PROBLEM STATEMENT
Copy out the bug report, beginning at the words that contain "Elijah Newren Aug." and stopping after "the same location.", and change "hunk" to "section".

GIVEN TEXT
● ● ● ● ●
BUG?: xdl_merge surprisingly does not recognize content conflict
diff mbox series

Message ID 20190815220303.17209-1-newren@gmail.com
State New
Headers show
Series
  • BUG?: xdl_merge surprisingly does not recognize content conflict
Related show

Commit Message

Elijah Newren Aug. 15, 2019, 10:03 p.m. UTC
It appears git.git had a case of a patch being resubmitted and both the
original (nd/checkout-m-doc-update) and new (nd/checkout-m) versions
getting applied, with the merge picking to include both versions of some
of the text rather than just one of the two.  I have a patch below to
delete the duplicate hunk, but more surprising to me was the fact that
re-running the merge in question did not show any conflicts despite the
two patches adding different text in the same location.

The "duplicate" commits:
  * commit a7256debd4b6 ("checkout.txt: note about losing staged changes
    with --merge", 2019-03-19), from nd/checkout-m-doc-update
  * commit 6eff409e8a76 ("checkout: prevent losing staged changes with
    --merge", 2019-03-22), from nd/checkout-m
(From reading the mailing list, the former was v1 and the latter was
meant as v2, but the latter was not marked as v2 and apparently both
were picked up.)
● ● ● ● ●
DATA SHOWN
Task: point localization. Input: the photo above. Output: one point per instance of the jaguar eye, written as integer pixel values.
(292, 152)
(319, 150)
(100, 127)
● ● ● ● ●
TASK ANSWER
Elijah Newren Aug. 15, 2019, 10:03 p.m. UTC
It appears git.git had a case of a patch being resubmitted and both the
original (nd/checkout-m-doc-update) and new (nd/checkout-m) versions
getting applied, with the merge picking to include both versions of some
of the text rather than just one of the two.  I have a patch below to
delete the duplicate section, but more surprising to me was the fact that
re-running the merge in question did not show any conflicts despite the
two patches adding different text in the same location.